• What you will do:
1: In the Galaxy issue thread, how has mblue9 been working around the problem of getting datasets out of collections?
2: Revise the Galaxy issue thread starting with "Is drag and" and going on through "without it now!)", with "reuploading" changed to "re-uploading".

• Document segment:
======
I disagree here. If we don't add datasets used to the current history, we are changing a fundamental aspect of Galaxy: the current history contains all provence for an analysis. Histories in this case become much less self-contained and more difficult to understand.

hexylena commented 7 years ago

Was talking to @bebatut about this issue today, she's using bioblend for this but that isn't a solution for a lot of users.

mblue9 commented 6 years ago

Is drag and drop of datasets within collections still being considered?

As that would be such an unbelievably helpful thing to have imo!! At the moment I keep running into this issue of having collections and not being able to get the datasets out. I've just been working around it by downloading the collection and then reuploading the individual files. But it's a pretty ugly step that I am really hoping I don't have to teach. Even if there will be other more expansive future solutions, drag and drop would be so helpful I think (like the way the histories panel drag and drop is so helpful I couldn't be without it now!)

hexylena commented 6 years ago

@mblue9 I believe @jmchilton wants to implement an "explode collection" tool https://github.com/galaxyproject/galaxy/issues/2496 but yes, being able to select (better, drag and drop) from within a collection would make it much more appealing for certain use cases.

Mataivic commented 6 years ago

Hello,

I was looking on informations about the "filter fail" tool of Collection Operations suite, and I found the following issue : #2496, which drove me here.

I'm interested in the "Extend the filter failed operation with option to filter empty datasets" improvement. I'm currently working with a tool which sometimes produces empty files which causes a crash on the following tool ; if filter_fail can remove empty files from a dataset collection, it would solve my problem.

Thanks in advance.

mblue9 commented 6 years ago

To update on my issue ^^ I tried unhiding datasets (suggested further up in this thread) but that doesn't work well at all in my situation, see screenshot below. As, when I unhide the datasets, they all lose the lovely informative name (element.identifer) I have tried so hard to carry along in this workflow 😞

lparsons commented 6 years ago

I totally agree with @mblue9. Simple put, I'm unable to create a simple RNA-Seq workflow in Galaxy. There are two major issues:

Unable to select datasets within collections
Dataset naming

mvdbeek commented 6 years ago

I have been doing RNAseq experiments on a semi-regular basis with collections and subworkflows for at least the last 1,5 years now and I have to say that with the filter collection tools I think you can do anything that is necessary for RNAseq experiments (while of course it could be improved).

screen shot 2018-01-25 at 09 46 04

I also have a variant of this with salmon. So personally what would be highest on my wish-list would be the ability to more tightly integrate the collection filtering tools with the UI, so that you don't have to think in advance about the structure of your collection or upload a text file to be used in the filter collection tool.
======
Natural-language object grounding data

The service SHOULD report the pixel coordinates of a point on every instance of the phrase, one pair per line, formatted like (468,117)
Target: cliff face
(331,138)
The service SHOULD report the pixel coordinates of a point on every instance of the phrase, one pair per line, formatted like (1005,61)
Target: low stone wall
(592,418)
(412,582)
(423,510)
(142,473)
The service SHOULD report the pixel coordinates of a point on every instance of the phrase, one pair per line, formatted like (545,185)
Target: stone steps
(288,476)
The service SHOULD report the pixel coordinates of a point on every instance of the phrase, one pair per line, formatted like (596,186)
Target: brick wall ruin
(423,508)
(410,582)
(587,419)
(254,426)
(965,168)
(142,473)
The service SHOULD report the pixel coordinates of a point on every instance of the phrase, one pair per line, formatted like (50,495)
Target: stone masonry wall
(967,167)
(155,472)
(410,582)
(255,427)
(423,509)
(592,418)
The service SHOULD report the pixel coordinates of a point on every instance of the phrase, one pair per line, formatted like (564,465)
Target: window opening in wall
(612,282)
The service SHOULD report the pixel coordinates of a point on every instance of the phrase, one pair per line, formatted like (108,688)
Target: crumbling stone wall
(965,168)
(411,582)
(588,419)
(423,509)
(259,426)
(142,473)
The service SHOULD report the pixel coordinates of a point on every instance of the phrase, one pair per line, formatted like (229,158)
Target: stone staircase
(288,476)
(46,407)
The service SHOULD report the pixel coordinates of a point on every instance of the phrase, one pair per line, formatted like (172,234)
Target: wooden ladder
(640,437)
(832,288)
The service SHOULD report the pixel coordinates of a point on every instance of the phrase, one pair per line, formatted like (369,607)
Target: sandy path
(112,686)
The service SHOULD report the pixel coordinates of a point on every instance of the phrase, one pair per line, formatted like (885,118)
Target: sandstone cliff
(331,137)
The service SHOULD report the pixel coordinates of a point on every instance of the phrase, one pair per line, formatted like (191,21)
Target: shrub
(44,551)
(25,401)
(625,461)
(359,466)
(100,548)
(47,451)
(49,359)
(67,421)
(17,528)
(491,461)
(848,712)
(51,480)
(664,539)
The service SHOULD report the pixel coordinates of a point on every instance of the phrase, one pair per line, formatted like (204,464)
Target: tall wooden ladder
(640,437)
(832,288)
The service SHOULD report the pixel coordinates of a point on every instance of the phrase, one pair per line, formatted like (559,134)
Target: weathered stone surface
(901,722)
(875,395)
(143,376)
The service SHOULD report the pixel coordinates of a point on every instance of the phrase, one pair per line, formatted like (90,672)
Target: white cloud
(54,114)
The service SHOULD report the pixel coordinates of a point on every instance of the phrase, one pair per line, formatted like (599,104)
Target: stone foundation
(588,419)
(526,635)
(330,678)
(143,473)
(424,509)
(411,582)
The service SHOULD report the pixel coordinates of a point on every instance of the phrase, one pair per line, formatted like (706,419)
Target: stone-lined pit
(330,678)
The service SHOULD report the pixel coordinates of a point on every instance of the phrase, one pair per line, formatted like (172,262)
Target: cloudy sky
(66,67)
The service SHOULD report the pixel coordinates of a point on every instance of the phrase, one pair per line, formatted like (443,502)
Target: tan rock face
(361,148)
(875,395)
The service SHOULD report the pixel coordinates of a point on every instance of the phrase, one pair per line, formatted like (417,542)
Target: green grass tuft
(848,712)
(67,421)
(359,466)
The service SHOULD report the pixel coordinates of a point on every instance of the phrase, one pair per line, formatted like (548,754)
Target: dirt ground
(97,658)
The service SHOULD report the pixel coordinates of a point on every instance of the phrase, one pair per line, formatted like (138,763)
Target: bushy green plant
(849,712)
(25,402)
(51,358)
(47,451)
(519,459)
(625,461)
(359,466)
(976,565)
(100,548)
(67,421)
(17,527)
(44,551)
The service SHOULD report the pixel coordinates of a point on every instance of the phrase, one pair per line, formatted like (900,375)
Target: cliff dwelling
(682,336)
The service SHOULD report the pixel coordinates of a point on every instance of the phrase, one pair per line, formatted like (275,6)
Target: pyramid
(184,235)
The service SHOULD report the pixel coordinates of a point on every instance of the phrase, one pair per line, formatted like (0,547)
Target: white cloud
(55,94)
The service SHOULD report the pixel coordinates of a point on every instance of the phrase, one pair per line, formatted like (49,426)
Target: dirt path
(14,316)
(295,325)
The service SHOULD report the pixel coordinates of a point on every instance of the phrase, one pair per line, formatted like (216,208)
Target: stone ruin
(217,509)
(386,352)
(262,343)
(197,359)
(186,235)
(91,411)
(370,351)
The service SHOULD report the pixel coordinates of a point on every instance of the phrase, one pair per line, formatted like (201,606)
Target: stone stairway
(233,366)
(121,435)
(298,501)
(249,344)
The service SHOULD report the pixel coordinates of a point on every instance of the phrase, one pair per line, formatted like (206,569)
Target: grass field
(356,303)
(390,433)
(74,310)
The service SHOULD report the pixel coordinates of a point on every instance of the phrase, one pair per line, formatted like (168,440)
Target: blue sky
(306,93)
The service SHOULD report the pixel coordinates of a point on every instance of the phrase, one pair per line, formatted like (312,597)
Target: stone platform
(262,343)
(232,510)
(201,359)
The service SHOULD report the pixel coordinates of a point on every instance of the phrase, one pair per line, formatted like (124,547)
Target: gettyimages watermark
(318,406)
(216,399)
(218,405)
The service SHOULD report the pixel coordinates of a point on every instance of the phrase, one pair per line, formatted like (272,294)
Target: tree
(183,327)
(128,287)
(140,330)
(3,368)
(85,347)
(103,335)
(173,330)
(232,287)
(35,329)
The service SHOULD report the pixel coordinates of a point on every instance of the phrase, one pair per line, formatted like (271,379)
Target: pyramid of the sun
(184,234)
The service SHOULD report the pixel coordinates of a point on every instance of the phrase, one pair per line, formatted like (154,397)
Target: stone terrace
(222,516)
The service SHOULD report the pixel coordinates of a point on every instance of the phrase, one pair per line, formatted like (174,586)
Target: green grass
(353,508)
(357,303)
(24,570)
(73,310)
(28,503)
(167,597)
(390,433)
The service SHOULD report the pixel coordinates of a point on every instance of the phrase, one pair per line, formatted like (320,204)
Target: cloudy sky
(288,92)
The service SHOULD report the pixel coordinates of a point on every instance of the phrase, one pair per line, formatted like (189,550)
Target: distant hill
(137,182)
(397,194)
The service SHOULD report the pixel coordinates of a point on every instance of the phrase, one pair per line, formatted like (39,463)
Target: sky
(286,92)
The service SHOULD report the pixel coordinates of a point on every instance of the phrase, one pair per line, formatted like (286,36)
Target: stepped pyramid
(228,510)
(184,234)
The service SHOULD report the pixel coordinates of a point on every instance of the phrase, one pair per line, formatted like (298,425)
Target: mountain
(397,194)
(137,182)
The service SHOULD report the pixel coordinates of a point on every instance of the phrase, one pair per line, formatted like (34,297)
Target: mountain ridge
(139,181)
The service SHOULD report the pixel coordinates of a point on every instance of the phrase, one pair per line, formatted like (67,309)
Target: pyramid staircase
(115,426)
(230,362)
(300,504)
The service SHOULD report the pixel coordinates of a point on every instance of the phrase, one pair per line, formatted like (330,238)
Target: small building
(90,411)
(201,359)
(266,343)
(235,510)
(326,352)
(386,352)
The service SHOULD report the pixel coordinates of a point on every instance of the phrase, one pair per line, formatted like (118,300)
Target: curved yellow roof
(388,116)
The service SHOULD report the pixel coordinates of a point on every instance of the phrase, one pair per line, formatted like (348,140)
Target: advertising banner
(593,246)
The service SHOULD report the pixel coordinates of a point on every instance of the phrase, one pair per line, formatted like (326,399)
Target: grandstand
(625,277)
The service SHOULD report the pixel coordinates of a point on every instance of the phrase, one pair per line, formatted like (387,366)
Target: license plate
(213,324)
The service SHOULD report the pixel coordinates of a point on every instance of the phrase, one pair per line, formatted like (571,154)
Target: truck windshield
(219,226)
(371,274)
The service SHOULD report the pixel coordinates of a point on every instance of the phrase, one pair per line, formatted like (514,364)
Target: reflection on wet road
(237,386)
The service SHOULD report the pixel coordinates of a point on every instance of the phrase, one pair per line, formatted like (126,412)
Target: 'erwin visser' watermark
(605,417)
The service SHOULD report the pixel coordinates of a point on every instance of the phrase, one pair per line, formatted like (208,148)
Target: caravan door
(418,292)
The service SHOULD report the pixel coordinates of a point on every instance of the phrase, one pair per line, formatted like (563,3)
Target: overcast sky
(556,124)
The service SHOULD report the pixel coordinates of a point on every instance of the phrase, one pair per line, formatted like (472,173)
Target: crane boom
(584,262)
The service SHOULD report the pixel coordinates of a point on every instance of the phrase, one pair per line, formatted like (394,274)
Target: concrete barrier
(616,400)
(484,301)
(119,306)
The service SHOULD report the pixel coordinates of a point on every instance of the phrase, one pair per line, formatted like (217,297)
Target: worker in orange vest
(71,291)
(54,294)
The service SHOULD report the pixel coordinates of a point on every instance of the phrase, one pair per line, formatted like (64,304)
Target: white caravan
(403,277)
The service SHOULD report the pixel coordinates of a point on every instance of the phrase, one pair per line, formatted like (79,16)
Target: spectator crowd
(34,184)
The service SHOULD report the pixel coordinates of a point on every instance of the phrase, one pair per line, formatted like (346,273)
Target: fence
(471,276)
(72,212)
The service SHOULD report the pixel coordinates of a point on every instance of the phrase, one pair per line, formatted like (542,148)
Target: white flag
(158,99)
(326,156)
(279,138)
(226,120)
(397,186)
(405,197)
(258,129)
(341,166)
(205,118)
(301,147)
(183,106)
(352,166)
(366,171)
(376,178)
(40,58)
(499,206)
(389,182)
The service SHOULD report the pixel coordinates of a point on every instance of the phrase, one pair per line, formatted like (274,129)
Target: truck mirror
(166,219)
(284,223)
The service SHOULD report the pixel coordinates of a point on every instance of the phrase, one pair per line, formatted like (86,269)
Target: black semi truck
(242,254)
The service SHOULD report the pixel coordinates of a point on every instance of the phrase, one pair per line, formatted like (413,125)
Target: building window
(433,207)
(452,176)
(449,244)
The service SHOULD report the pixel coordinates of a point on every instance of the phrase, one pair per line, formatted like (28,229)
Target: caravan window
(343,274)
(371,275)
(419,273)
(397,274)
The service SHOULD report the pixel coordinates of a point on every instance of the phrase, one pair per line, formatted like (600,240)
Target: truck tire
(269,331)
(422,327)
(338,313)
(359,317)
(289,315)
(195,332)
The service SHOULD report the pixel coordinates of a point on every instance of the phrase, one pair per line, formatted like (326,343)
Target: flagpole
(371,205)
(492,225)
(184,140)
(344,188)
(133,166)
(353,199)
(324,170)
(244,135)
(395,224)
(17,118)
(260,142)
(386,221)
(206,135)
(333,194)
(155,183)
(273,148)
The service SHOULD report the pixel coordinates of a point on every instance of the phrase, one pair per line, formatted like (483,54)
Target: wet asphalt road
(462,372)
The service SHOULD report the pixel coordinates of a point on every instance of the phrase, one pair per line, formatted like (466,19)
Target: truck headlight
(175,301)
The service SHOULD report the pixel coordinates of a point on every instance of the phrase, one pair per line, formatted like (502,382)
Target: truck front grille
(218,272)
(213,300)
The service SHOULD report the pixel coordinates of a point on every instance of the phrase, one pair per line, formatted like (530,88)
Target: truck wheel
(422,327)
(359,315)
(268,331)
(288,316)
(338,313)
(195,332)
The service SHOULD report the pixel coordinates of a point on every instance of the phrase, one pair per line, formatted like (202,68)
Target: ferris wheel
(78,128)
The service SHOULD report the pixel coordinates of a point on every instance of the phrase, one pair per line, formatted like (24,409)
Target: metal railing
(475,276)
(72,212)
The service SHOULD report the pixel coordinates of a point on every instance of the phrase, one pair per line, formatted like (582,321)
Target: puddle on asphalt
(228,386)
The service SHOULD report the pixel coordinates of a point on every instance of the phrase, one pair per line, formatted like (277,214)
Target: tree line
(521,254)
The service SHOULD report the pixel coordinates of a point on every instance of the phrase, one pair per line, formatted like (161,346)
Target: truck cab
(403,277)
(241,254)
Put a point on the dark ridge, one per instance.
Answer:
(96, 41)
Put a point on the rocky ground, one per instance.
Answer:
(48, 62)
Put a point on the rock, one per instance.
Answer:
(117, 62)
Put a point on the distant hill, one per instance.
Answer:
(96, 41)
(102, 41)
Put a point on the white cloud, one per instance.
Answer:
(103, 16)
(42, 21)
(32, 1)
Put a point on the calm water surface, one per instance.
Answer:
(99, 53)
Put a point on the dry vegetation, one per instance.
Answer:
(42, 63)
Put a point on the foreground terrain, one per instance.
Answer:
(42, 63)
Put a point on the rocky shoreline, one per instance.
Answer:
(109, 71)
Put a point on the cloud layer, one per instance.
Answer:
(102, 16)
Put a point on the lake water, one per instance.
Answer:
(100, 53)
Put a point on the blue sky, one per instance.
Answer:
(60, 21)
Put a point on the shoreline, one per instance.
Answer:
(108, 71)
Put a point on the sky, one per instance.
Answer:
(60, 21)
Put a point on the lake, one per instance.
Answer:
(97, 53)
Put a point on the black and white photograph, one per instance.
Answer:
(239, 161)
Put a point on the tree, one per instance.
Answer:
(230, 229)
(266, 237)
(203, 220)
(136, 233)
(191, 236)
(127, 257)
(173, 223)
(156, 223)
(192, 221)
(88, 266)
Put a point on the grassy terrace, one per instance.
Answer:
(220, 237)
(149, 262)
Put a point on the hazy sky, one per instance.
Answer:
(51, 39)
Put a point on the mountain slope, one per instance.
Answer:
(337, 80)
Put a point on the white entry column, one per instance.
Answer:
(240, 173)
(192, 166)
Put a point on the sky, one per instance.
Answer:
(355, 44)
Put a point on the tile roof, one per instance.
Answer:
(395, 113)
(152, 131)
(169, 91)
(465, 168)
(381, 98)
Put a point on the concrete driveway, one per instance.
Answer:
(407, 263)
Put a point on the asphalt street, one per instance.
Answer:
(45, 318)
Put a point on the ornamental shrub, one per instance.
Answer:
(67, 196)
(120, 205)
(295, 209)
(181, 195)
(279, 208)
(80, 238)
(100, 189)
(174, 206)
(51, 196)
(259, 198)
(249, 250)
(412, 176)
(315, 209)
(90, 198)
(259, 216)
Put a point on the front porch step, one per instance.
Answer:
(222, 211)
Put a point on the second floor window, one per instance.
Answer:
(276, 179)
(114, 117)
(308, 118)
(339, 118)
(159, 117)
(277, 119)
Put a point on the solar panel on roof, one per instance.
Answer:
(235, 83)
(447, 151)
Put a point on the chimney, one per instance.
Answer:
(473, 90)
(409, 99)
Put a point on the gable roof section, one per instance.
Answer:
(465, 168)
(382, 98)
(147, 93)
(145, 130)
======
• Answers to the tasks:
1: By downloading the collection and then reuploading the individual files.

2:
Is drag and drop of datasets within collections still being considered?

As that would be such an unbelievably helpful thing to have imo!! At the moment I keep running into this issue of having collections and not being able to get the datasets out. I've just been working around it by downloading the collection and then re-uploading the individual files. But it's a pretty ugly step that I am really hoping I don't have to teach. Even if there will be other more expansive future solutions, drag and drop would be so helpful I think (like the way the histories panel drag and drop is so helpful I couldn't be without it now!)